Passage provided:
++++++++++++++++++++
2.2.3 New modalities
Novel therapeutic options are indicated when the target has lower potential for small-molecule druggability or antibody targetability (e.g. is intracellular), or is a non-protein class (e.g. microRNA, long non-coding RNA). This includes instances where suppression of the protein or RNA species is desired by the therapeutic hypothesis, with options including antisense oligonucleotides (e.g. ASO, siRNA), antimirs or antagomirs, PROTAC or intrabody degradation, protein synthesis inhibition or gene editing approaches (e.g. CRISPR).
2.3 Potential risks
2.3.1 On-target toxicity
To assess potential on-target toxicity issues, we intersect withdrawn drugs (ChEMBL) with drug interaction data (DGIdb), producing a list of withdrawn drugs known to interact with the target.
++++++++++++++++++++
Data shown:
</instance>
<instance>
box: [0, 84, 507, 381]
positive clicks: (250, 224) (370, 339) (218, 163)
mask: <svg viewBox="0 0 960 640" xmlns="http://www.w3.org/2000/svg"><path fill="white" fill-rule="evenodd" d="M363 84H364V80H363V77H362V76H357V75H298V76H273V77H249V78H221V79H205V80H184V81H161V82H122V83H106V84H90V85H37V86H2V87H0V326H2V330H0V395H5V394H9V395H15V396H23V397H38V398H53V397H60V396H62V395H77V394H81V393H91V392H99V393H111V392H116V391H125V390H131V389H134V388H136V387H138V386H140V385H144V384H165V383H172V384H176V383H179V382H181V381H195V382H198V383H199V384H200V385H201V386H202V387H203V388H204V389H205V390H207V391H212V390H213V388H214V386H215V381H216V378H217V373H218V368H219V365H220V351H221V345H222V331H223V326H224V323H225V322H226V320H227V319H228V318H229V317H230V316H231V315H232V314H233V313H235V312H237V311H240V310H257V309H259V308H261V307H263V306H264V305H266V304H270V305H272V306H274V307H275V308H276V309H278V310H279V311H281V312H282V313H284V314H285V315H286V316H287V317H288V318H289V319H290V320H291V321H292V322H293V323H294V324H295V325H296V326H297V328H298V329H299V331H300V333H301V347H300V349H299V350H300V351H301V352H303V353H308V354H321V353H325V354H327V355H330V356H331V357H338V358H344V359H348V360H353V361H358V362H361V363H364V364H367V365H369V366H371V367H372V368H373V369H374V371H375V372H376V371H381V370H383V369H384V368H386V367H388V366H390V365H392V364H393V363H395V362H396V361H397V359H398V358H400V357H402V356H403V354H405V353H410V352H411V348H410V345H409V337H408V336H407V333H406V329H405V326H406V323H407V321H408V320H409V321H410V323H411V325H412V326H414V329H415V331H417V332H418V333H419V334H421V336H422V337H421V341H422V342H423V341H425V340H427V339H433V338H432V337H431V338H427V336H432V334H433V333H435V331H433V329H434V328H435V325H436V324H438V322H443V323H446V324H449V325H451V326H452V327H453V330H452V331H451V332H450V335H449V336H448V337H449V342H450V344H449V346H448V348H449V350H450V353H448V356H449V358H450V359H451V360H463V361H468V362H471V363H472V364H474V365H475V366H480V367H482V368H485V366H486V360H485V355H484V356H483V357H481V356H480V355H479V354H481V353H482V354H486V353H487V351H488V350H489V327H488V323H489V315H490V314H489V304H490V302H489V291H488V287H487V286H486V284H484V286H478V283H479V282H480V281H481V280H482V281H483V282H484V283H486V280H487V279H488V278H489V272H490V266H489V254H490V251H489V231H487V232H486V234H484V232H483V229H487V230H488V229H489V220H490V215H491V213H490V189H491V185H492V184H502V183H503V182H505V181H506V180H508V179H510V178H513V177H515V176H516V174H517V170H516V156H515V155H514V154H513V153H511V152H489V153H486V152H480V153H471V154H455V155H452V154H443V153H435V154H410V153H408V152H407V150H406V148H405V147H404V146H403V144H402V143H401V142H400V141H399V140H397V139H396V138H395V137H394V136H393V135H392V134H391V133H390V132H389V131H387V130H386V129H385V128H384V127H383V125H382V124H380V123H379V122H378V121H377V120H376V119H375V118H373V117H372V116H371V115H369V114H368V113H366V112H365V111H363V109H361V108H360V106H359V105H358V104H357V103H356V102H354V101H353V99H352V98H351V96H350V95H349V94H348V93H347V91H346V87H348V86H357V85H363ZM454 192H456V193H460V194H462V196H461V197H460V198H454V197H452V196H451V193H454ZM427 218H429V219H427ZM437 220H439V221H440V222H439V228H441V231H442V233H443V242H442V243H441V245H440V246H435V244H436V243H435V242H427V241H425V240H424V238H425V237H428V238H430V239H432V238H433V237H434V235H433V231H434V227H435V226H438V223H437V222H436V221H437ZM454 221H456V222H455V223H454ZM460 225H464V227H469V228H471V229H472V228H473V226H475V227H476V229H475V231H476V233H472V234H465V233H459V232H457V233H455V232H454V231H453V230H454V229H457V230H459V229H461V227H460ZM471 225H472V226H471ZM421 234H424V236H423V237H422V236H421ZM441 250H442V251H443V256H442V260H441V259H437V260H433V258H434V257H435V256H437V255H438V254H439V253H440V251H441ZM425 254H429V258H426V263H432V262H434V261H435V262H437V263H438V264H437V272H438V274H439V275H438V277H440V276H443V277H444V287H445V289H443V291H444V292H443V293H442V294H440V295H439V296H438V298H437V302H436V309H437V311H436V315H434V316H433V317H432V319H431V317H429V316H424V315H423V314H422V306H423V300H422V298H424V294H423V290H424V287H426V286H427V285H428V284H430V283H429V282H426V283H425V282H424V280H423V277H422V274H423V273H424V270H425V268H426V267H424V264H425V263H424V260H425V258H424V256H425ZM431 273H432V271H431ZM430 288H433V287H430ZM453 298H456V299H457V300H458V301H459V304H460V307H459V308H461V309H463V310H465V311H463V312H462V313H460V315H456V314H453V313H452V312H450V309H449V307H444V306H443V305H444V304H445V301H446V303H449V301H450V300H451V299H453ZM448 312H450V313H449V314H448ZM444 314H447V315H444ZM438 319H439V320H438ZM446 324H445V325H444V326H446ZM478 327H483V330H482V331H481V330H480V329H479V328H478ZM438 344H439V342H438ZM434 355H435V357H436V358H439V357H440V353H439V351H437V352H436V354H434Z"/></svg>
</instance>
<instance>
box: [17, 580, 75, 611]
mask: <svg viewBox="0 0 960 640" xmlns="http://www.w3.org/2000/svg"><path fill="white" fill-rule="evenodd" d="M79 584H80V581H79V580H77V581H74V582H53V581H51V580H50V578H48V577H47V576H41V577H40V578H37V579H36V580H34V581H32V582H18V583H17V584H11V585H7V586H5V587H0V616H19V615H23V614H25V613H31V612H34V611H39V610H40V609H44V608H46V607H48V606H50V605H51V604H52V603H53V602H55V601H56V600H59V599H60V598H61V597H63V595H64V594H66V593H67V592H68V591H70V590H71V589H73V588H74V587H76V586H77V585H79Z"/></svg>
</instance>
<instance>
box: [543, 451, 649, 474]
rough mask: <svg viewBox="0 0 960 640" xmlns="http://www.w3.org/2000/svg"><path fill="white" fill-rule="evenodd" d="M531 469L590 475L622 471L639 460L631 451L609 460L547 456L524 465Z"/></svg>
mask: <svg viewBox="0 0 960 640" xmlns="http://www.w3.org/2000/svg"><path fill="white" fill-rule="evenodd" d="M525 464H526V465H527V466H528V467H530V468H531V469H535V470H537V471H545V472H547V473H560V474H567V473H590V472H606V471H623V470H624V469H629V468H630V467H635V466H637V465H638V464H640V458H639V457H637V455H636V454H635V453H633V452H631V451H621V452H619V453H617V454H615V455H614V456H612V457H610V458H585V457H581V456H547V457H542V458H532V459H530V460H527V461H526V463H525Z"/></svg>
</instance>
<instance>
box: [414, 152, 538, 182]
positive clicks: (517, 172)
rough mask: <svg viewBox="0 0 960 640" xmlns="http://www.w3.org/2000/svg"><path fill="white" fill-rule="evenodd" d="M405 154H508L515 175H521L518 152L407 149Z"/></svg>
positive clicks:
++++++++++++++++++++
Parts of the exercise:
**a)** Rewrite the passage on drug targets starting with "2.2.3 New modalities" and going on through "approaches (e.g. CRISPR).", putting "antisense compounds" in place of "antisense oligonucleotides".
**b)** In the passage on drug targets, which two data sources are intersected to assess potential on-target toxicity?
**c)** Carry on the passage on drug targets from the point where it stops.

Expected results:
**a)**
2.2.3 New modalities
Novel therapeutic options are indicated when the target has lower potential for small-molecule druggability or antibody targetability (e.g. is intracellular), or is a non-protein class (e.g. microRNA, long non-coding RNA). This includes instances where suppression of the protein or RNA species is desired by the therapeutic hypothesis, with options including antisense compounds (e.g. ASO, siRNA), antimirs or antagomirs, PROTAC or intrabody degradation, protein synthesis inhibition or gene editing approaches (e.g. CRISPR).

**b)** Withdrawn drugs from ChEMBL and drug interaction data from DGIdb.

**c)**
2.3.2 Tissue expression localization
To mitigate on- and off-target toxicity, target expression restricted to the disease tissue or a targeted cell population is preferred; in addition, expression should be avoided in critical off-target tissues if possible—e.g. heart, kidney, liver or reproductive organs. Users may select target/off-target tissues fitting their therapeutic hypothesis; e.g. brain-expressed targets with low peripheral expression may be preferred for neurodegenerative diseases.
We assess expression at the tissue level to score potential off-target tissue safety hazards. The HPA classifies major tissues into 37 categories of tissue elevation. Target nominations are flagged as potential safety risks if they are tissue-elevated in categories not flagged as disease-relevant. We deprioritize targets expressed in tissues marked as conferring a higher risk of clinical toxicity, and give preference to tissue enhanced or tissue enriched (but not group enriched) targets in specified target tissues.
We also score targets for disease phenotype association (Human Phenotype Ontology, Köhler et al., 2016) using toxicity-type classification from WITHDRAWN (Siramshetty et al., 2015), from which we map toxicity categories of adverse effects associated with drug withdrawal to equivalent HPO terms. Genes tagged with these HPO terms are flagged for potential toxicity issues.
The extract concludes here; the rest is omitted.